▶ Problem details: Write out the records below once more, exactly as they stand.
--- START ---
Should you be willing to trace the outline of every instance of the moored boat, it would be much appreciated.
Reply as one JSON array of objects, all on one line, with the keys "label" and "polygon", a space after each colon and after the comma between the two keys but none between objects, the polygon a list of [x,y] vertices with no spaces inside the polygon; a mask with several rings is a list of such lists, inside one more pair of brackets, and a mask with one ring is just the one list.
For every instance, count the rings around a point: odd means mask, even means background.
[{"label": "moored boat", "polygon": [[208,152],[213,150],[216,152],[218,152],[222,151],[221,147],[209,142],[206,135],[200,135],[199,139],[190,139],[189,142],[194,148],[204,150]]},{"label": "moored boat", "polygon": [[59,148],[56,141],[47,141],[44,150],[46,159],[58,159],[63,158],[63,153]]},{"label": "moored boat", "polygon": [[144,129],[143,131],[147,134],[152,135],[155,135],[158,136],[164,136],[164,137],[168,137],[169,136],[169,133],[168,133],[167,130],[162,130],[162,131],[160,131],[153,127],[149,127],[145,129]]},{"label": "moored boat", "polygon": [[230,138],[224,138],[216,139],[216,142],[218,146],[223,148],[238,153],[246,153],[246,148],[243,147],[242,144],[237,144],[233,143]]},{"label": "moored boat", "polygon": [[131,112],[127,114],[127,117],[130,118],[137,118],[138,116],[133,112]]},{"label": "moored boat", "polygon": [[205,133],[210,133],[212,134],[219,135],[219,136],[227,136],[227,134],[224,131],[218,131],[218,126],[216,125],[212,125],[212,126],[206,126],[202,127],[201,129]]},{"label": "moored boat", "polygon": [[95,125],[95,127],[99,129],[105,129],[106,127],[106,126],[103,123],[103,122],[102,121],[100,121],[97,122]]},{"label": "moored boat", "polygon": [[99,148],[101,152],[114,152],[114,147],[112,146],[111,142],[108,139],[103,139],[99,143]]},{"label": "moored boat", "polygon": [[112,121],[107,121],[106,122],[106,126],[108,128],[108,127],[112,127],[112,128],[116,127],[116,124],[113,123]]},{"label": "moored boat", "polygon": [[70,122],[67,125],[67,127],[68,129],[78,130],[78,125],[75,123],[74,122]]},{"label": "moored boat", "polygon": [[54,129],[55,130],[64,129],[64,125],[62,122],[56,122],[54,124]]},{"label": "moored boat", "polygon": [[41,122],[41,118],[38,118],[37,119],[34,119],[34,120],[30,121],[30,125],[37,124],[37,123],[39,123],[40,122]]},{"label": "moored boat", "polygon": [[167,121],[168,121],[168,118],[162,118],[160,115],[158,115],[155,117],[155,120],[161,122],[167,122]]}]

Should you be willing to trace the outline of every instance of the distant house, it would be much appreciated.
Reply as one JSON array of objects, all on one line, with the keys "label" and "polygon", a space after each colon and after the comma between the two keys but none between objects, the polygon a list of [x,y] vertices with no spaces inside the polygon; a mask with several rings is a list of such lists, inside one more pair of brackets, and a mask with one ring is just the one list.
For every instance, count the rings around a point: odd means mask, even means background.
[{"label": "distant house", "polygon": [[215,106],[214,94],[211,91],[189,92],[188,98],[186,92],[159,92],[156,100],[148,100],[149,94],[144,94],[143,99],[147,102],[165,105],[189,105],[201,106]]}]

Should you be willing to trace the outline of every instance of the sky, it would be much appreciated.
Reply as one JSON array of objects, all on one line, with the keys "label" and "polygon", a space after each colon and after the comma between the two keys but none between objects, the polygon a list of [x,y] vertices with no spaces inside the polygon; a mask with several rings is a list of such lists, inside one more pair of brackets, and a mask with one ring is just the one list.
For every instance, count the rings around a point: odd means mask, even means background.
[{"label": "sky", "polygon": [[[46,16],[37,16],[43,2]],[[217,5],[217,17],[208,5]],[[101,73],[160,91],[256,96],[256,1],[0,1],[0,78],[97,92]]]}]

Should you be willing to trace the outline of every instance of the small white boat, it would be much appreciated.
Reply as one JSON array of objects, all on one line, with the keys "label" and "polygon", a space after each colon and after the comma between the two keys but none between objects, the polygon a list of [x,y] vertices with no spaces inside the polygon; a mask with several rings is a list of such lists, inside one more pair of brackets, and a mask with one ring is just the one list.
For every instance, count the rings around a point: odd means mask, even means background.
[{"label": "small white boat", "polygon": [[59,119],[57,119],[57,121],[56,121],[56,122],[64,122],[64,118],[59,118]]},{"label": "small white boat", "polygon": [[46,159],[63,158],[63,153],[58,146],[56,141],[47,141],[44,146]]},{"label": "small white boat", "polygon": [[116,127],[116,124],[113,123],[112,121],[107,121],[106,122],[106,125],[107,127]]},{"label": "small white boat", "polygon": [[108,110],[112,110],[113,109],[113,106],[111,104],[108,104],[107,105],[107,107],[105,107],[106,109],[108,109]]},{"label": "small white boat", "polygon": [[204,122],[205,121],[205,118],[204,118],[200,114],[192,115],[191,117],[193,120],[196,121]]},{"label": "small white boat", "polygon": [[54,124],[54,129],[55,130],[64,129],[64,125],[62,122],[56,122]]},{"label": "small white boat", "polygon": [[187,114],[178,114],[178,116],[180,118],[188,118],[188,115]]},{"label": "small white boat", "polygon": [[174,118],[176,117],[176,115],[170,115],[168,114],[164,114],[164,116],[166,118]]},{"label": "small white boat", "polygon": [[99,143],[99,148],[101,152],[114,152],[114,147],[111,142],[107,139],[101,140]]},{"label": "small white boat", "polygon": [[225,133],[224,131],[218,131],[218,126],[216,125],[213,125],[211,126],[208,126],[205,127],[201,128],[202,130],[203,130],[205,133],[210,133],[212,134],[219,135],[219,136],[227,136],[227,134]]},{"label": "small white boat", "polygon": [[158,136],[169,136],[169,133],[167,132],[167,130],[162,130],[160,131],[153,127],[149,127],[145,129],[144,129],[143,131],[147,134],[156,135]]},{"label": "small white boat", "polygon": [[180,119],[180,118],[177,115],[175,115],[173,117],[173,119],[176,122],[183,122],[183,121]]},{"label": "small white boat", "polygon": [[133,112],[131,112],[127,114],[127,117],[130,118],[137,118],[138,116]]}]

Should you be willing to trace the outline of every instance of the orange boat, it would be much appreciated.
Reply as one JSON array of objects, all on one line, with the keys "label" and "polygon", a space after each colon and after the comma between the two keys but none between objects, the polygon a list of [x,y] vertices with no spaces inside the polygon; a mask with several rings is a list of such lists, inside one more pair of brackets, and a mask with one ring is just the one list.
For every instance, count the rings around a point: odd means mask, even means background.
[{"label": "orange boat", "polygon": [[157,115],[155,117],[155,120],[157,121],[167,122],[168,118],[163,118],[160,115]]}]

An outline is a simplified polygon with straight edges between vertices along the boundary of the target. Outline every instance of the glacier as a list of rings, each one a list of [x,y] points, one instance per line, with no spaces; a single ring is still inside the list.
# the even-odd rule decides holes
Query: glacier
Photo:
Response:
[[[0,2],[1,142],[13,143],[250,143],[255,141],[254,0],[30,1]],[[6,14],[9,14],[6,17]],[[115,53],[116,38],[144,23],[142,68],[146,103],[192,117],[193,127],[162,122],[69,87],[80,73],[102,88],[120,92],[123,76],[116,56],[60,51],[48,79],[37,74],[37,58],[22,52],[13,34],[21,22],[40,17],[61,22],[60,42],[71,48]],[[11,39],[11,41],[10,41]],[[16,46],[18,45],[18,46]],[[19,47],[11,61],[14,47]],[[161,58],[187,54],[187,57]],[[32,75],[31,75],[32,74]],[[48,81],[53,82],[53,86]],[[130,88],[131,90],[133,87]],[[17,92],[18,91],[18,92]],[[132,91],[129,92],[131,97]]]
--- END ---
▶ Response:
Should you be willing to trace the outline of every instance of the moored boat, it would be much appreciated.
Reply as one JSON array of objects, all on one line, with the keys "label" and "polygon", a space after each colon and after the comma between the two keys but none between objects, the polygon a list of [x,y] vertices with no spaces inside the polygon; a mask with several rings is a list of such lists, inside one more pair of brackets, and a mask with one ring is just the one list.
For every instance, count the rings around a point: odd means mask, even means background.
[{"label": "moored boat", "polygon": [[208,152],[213,150],[216,152],[218,152],[222,151],[221,147],[209,142],[206,135],[200,135],[199,139],[190,139],[189,142],[194,148],[204,150]]},{"label": "moored boat", "polygon": [[59,148],[56,141],[47,141],[44,150],[46,159],[58,159],[63,158],[63,153]]},{"label": "moored boat", "polygon": [[144,129],[143,131],[147,134],[152,135],[155,135],[158,136],[164,136],[164,137],[168,137],[169,136],[169,133],[168,133],[167,130],[162,130],[162,131],[160,131],[153,127],[149,127],[145,129]]},{"label": "moored boat", "polygon": [[230,138],[224,138],[216,139],[216,142],[218,146],[223,148],[238,153],[246,153],[246,148],[243,147],[242,144],[237,144],[233,143]]},{"label": "moored boat", "polygon": [[131,112],[127,114],[127,117],[130,118],[137,118],[138,116],[133,112]]},{"label": "moored boat", "polygon": [[205,133],[210,133],[212,134],[219,135],[219,136],[227,136],[227,134],[224,131],[218,131],[218,126],[216,125],[212,125],[212,126],[206,126],[202,127],[201,129]]},{"label": "moored boat", "polygon": [[95,125],[95,127],[99,129],[105,129],[106,127],[106,126],[103,123],[103,122],[102,121],[100,121],[97,122]]},{"label": "moored boat", "polygon": [[99,148],[101,152],[114,152],[114,147],[112,146],[111,142],[108,139],[103,139],[99,143]]},{"label": "moored boat", "polygon": [[112,121],[107,121],[106,122],[106,126],[108,128],[108,127],[112,127],[112,128],[116,127],[116,124],[113,123]]},{"label": "moored boat", "polygon": [[70,122],[67,125],[67,127],[68,129],[78,130],[78,125],[75,123],[74,122]]},{"label": "moored boat", "polygon": [[54,129],[55,130],[64,129],[64,125],[62,122],[56,122],[54,124]]},{"label": "moored boat", "polygon": [[41,122],[41,118],[38,118],[37,119],[34,119],[34,120],[30,121],[30,125],[37,124],[37,123],[39,123],[40,122]]},{"label": "moored boat", "polygon": [[167,121],[168,121],[168,118],[162,118],[160,115],[158,115],[155,117],[155,120],[161,122],[167,122]]}]

Should you be willing to trace the outline of every instance of the distant house, it would be much appreciated.
Reply as one JSON array of objects, all on one line, with the keys "label" and "polygon", a space after each colon and after the comma between the two keys but none between objects, the polygon a list of [x,y] vertices with no spaces inside the polygon; a mask with several rings is a list of such lists, inside one more pair of brackets, and a mask with one ring is just the one list.
For every instance, count the rings around a point: odd means mask, even means background.
[{"label": "distant house", "polygon": [[215,106],[214,94],[211,91],[189,92],[188,98],[186,92],[159,92],[156,100],[148,100],[149,94],[144,94],[143,99],[147,102],[165,105],[189,105],[201,106]]}]

Should you be willing to trace the outline of every instance of the sky, it would be much appreciated.
Reply as one JSON array of objects, all on one line, with the keys "label" and "polygon", a space after each colon and after the comma between the two keys but none between objects, the polygon a list of [x,y] vertices with no spaces inside the polygon; a mask with several rings is a list of such lists, inside one more pair of brackets, and a mask with one ring is just the one list.
For every instance, count the rings around a point: odd means mask, even means background.
[{"label": "sky", "polygon": [[[46,16],[37,16],[43,2]],[[217,5],[217,17],[208,5]],[[101,73],[160,91],[256,96],[256,1],[0,1],[0,78],[97,92]]]}]

Should you be willing to trace the outline of every instance of the small white boat, it would be much appreciated.
Reply as one JSON array of objects, all on one line, with the keys "label" and "polygon", a space after each colon and after the comma between the two keys but none between objects, the polygon a list of [x,y] vertices with no spaces inside the polygon; a mask with several rings is a list of such lists, inside one more pair of brackets, and a mask with one ring is just the one list.
For every instance, count the rings around a point: odd means mask, even means background.
[{"label": "small white boat", "polygon": [[59,119],[57,119],[57,121],[56,121],[56,122],[64,122],[64,118],[59,118]]},{"label": "small white boat", "polygon": [[46,159],[63,158],[63,153],[58,146],[56,141],[47,141],[44,146]]},{"label": "small white boat", "polygon": [[116,127],[116,124],[113,123],[112,121],[107,121],[106,122],[106,125],[107,127]]},{"label": "small white boat", "polygon": [[108,110],[112,110],[113,109],[113,106],[111,104],[108,104],[107,105],[107,107],[105,107],[106,109],[108,109]]},{"label": "small white boat", "polygon": [[204,122],[205,121],[205,118],[204,118],[200,114],[192,115],[191,117],[193,120],[196,121]]},{"label": "small white boat", "polygon": [[54,124],[54,129],[55,130],[64,129],[64,125],[62,122],[56,122]]},{"label": "small white boat", "polygon": [[187,114],[178,114],[178,116],[180,118],[188,118],[188,115]]},{"label": "small white boat", "polygon": [[174,118],[176,117],[176,115],[170,115],[168,114],[164,114],[164,116],[166,118]]},{"label": "small white boat", "polygon": [[99,143],[99,148],[101,152],[114,152],[114,147],[111,142],[107,139],[101,140]]},{"label": "small white boat", "polygon": [[225,133],[224,131],[218,131],[218,126],[216,125],[213,125],[211,126],[208,126],[205,127],[201,128],[202,130],[203,130],[205,133],[210,133],[212,134],[219,135],[219,136],[227,136],[227,134]]},{"label": "small white boat", "polygon": [[158,136],[169,136],[169,133],[167,132],[167,130],[162,130],[160,131],[153,127],[149,127],[145,129],[144,129],[143,131],[147,134],[156,135]]},{"label": "small white boat", "polygon": [[180,119],[180,118],[177,115],[175,115],[173,117],[173,119],[176,122],[183,122],[183,121]]},{"label": "small white boat", "polygon": [[133,112],[131,112],[127,114],[127,117],[130,118],[137,118],[138,116]]}]

Should you be willing to trace the outline of every instance of the orange boat, it would be much appreciated.
Reply as one JSON array of objects, all on one line, with the keys "label" and "polygon", a space after each colon and after the comma between the two keys but none between objects, the polygon a list of [x,y] vertices with no spaces inside the polygon; a mask with several rings is a list of such lists, inside one more pair of brackets, and a mask with one ring is just the one list.
For every instance, count the rings around a point: odd means mask, even means background.
[{"label": "orange boat", "polygon": [[157,115],[155,117],[155,120],[157,121],[167,122],[168,118],[163,118],[160,115]]}]

An outline is a simplified polygon with straight edges between vertices along the boundary of the target. Outline every instance of the glacier as a list of rings, each one a list of [x,y] points, one instance per line, with no spaces; a single ring is still inside the list.
# the even-odd rule decides holes
Query: glacier
Photo:
Response:
[[[0,2],[1,142],[13,143],[250,143],[255,141],[254,0],[30,1]],[[6,14],[9,14],[6,17]],[[115,53],[116,38],[144,23],[142,68],[146,103],[192,117],[193,127],[162,122],[69,87],[80,73],[102,88],[120,92],[123,76],[116,56],[60,51],[48,79],[37,74],[37,58],[22,52],[13,34],[21,22],[40,17],[61,22],[60,42],[71,48]],[[11,39],[11,41],[10,41]],[[16,46],[18,45],[18,46]],[[19,47],[11,61],[14,47]],[[161,58],[187,54],[187,57]],[[32,75],[31,75],[32,74]],[[48,81],[53,82],[53,86]],[[130,88],[131,90],[133,87]],[[17,92],[18,91],[18,92]],[[132,91],[129,92],[131,97]]]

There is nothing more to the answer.